▶ Data listing
——
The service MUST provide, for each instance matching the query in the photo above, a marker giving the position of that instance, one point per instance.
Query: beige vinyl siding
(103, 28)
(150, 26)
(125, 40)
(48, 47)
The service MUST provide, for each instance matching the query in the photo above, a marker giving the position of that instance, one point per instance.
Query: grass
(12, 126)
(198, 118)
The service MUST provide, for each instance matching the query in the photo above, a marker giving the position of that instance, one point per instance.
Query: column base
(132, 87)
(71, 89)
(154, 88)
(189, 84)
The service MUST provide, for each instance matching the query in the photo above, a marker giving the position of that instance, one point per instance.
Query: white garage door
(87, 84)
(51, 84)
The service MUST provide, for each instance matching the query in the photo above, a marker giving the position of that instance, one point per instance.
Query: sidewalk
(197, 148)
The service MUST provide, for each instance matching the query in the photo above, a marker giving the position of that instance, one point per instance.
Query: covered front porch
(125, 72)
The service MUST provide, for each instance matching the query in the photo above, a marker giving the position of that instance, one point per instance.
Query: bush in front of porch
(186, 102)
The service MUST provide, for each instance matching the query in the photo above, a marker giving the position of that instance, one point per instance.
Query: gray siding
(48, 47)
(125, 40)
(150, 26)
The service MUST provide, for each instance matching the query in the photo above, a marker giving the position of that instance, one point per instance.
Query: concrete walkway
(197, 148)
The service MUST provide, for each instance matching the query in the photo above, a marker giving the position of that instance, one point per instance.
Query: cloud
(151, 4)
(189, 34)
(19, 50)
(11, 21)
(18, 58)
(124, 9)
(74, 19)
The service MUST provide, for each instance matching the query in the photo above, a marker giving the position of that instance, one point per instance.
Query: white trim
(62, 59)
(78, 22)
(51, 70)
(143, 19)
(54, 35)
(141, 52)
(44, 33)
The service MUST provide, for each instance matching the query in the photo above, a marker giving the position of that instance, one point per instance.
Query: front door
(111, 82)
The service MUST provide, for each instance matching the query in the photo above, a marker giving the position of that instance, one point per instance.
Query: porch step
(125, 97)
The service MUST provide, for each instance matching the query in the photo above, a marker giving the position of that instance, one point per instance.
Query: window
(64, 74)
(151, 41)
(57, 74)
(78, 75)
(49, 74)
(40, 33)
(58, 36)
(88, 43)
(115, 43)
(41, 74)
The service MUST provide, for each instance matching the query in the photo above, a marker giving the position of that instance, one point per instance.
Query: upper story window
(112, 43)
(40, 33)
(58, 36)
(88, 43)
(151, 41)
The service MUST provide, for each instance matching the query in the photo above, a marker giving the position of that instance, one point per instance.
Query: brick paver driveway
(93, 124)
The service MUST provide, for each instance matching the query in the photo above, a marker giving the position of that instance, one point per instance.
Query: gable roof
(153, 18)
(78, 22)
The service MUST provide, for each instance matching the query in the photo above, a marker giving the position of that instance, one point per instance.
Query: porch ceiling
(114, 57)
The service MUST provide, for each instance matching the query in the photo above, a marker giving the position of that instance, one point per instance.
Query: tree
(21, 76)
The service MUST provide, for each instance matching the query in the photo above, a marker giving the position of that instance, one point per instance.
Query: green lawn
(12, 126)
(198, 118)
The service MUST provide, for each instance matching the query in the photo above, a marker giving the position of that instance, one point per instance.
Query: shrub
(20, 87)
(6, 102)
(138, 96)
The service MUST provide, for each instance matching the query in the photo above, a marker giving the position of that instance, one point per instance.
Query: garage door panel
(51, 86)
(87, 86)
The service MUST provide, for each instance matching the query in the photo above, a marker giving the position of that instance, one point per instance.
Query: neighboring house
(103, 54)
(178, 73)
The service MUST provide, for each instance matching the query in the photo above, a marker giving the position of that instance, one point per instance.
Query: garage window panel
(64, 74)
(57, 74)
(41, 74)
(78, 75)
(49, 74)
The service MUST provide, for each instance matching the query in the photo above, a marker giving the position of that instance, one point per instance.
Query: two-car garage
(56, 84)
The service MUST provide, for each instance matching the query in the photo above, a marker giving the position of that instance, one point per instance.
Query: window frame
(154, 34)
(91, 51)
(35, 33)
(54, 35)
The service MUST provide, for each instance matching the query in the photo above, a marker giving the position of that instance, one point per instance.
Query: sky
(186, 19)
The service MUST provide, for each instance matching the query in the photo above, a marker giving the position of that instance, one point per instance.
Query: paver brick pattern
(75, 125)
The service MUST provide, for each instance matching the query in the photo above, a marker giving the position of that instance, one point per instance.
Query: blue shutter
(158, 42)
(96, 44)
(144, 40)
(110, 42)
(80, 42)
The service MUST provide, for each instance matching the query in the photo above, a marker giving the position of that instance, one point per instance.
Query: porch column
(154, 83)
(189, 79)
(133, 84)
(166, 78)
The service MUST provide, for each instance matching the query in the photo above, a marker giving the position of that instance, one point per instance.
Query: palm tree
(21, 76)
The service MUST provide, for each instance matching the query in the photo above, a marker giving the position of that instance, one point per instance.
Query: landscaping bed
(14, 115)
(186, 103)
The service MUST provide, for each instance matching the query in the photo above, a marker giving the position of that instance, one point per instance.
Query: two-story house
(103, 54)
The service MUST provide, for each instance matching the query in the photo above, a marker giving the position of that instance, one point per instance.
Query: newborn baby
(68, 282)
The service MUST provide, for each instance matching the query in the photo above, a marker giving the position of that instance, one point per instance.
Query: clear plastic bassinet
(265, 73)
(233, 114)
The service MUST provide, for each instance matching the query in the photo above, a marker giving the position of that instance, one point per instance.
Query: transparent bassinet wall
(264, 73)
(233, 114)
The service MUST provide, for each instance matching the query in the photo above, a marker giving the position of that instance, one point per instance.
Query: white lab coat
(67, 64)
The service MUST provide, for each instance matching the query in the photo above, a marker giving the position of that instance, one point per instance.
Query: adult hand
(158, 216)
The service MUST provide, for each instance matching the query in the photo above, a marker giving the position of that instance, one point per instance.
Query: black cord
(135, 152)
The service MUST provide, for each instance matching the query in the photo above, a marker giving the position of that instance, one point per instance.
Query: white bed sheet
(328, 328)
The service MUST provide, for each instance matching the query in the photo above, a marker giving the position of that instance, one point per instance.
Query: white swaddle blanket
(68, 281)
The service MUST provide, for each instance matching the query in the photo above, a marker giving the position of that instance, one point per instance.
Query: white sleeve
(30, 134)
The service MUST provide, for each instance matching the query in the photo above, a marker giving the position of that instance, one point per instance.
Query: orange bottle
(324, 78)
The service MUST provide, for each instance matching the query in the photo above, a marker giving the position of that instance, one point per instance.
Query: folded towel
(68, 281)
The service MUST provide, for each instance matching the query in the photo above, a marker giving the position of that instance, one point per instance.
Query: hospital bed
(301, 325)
——
▶ Exercise directions
Would you transcribe every entry exactly, leaving nothing out?

▶ Solution to the problem
The service MUST provide, for each instance matching the query in the photo above, a marker giving the position of that instance, one point per instance.
Query: beige vinyl siding
(103, 28)
(150, 26)
(125, 40)
(48, 47)
The service MUST provide, for each instance matching the query in the photo above, a marker giving the position of that instance, one point per instance.
Query: grass
(12, 126)
(198, 118)
The service MUST provide, for each instance matching the query in the photo above, a marker giving the position of that instance, one point per instance.
Query: column base
(132, 87)
(71, 89)
(154, 88)
(189, 84)
The service MUST provide, for each instance matching the query in the photo above, a marker giving the position of that instance, one point per instance.
Query: white garage door
(87, 84)
(51, 84)
The service MUST provide, for each instance matching the query in the photo above, a marker giving the position of that instance, one point per instance.
Query: sidewalk
(197, 148)
The service MUST provide, for each instance matching the query in the photo above, a marker giving the position of that instance, one point per instance.
Query: covered front porch
(125, 72)
The service MUST provide, for each instance matching the query in the photo above, a marker giving the position of that instance, one point per instance.
Query: bush in front of porch
(186, 102)
The service MUST provide, for each instance matching the query in the photo above, a marker giving the position of that instance, one point per instance.
Query: gray siding
(48, 47)
(125, 40)
(150, 26)
The service MUST provide, for each instance matching the query in the photo above, a marker giving the position of that instance, one point per instance.
Query: concrete walkway
(197, 148)
The service MUST provide, for each instance matching the query in the photo above, a marker giving the position of that instance, one point per instance.
Query: cloud
(151, 4)
(189, 34)
(19, 50)
(11, 21)
(18, 58)
(124, 9)
(74, 19)
The service MUST provide, for each instance matching the query in the photo above, a marker giving the position of that instance, one point per instance.
Query: white trim
(62, 59)
(78, 22)
(51, 70)
(143, 19)
(54, 35)
(141, 52)
(44, 33)
The service MUST provide, for each instance matching the query in the photo above, a marker giving the position of that instance, one point per instance.
Query: front door
(111, 82)
The service MUST provide, for each instance matching the query in the photo above, a marker giving the position of that instance, one point per instance.
Query: porch step
(125, 97)
The service MUST provide, for each instance matching the query in the photo above, a marker giving the position of that instance, one point per instance.
Query: window
(64, 74)
(151, 41)
(57, 74)
(78, 75)
(49, 74)
(40, 33)
(58, 36)
(88, 43)
(115, 43)
(41, 74)
The service MUST provide, for each instance matching the query in the photo above, a marker giving the position of that instance, one point per instance.
Query: upper story window
(112, 43)
(40, 33)
(58, 36)
(88, 43)
(151, 41)
The service MUST provide, for each instance matching the query in the photo above, a marker giving the position of that instance, one point per instance.
Query: brick paver driveway
(93, 124)
The service MUST provide, for each instance matching the query in the photo above, a marker giving the position of that instance, one point per instance.
Query: gable roof
(153, 18)
(78, 22)
The service MUST provide, for each instance matching the query in the photo above, a marker giving the position of that instance, one point per instance.
Query: porch ceiling
(114, 57)
The service MUST provide, for each instance matching the query in the photo above, a marker giving the position of that instance, one point per instance.
Query: tree
(21, 76)
The service MUST provide, for each instance matching the query in the photo above, a marker giving the position of that instance, one point per instance.
Query: green lawn
(12, 126)
(198, 118)
The service MUST provide, for each instance matching the query in the photo above, a marker giving the position of that instance, one point per instance.
Query: shrub
(20, 87)
(6, 102)
(138, 96)
The service MUST provide, for each instance matching the query in the photo above, a marker giving the position of that instance, one point per instance.
Query: garage door panel
(51, 86)
(87, 86)
The service MUST provide, for each instance matching the query in the photo above, a marker giving the position of that instance, one point per instance.
Query: neighboring house
(103, 54)
(178, 73)
The service MUST provide, for each instance matching the query in the photo above, a marker giving the position of that instance, one point per instance.
Query: garage window panel
(64, 74)
(57, 74)
(41, 74)
(78, 75)
(49, 74)
The service MUST provide, for each instance matching the query in the photo above, a marker giving the position of that instance, one point per instance.
Query: two-car garage
(56, 84)
The service MUST provide, for each instance matching the query in the photo above, a marker giving the position of that instance, one point per instance.
Query: window frame
(154, 34)
(91, 51)
(35, 33)
(54, 35)
The service MUST provide, for each instance matching the query in the photo above, a marker giving the position of that instance, one point per instance.
Query: sky
(186, 19)
The service MUST provide, for each instance matching the query in the photo above, a marker giving the position of that instance, one point per instance.
Query: paver brick pattern
(75, 125)
The service MUST provide, for each instance matching the query in the photo above, a marker giving the position of that instance, one point per instance.
Query: blue shutter
(158, 42)
(96, 44)
(144, 40)
(110, 42)
(80, 42)
The service MUST provide, for each instance matching the query in the photo above, a marker giving the position of that instance, one point per instance.
Query: porch column
(154, 83)
(189, 79)
(133, 84)
(166, 78)
The service MUST provide, for each instance matching the query in the photo above, a marker giving the position of that instance, one point per instance.
Query: palm tree
(21, 76)
The service MUST provide, for each instance matching the query in the photo above, a marker giving the position of that instance, one point per instance.
Query: landscaping bed
(14, 115)
(186, 103)
The service MUST provide, for each instance matching the query in the photo above, a marker giving the position of that instance, one point per instance.
Query: two-story house
(103, 54)
The service MUST provide, for each instance matching the query in the photo above, a marker giving the position of that instance, one point per instance.
Query: newborn baby
(68, 282)
The service MUST provide, for each instance matching the query in the photo above, a marker giving the position of that instance, one point per instance.
Query: clear plastic bassinet
(265, 73)
(233, 114)
The service MUST provide, for each instance matching the query in the photo above, a marker giving the position of that instance, one point per instance.
Query: transparent bassinet wall
(264, 73)
(233, 114)
The service MUST provide, for each instance matching the query in the photo above, a marker giving the position of that instance, one point per instance.
Query: white lab coat
(67, 64)
The service MUST provide, for each instance matching the query in the photo above, a marker giving the position of that instance, one point per instance.
Query: adult hand
(158, 216)
The service MUST provide, for each instance matching the query in the photo above, a marker giving the position of that instance, one point per instance.
Query: black cord
(135, 152)
The service MUST provide, for each instance matching the query in the photo above, a marker giving the position of that instance, one point per instance.
Query: white bed sheet
(328, 328)
The service MUST provide, for each instance matching the query in the photo above, a marker giving the position of that instance, one point per instance.
Query: white swaddle blanket
(68, 281)
The service MUST provide, for each instance matching the query in the photo above, a marker giving the position of that instance, one point per instance.
Query: white sleeve
(30, 134)
The service MUST provide, for each instance matching the query in the photo above, a marker giving the position of that instance, one point per instance.
Query: orange bottle
(324, 78)
The service MUST provide, for each instance matching the query in the photo above, a marker giving the position of that instance, one point per instance.
Query: folded towel
(68, 281)
The service MUST provide, for each instance matching the query in the photo above, a marker giving the position of that instance, one point per instance.
Query: hospital bed
(301, 325)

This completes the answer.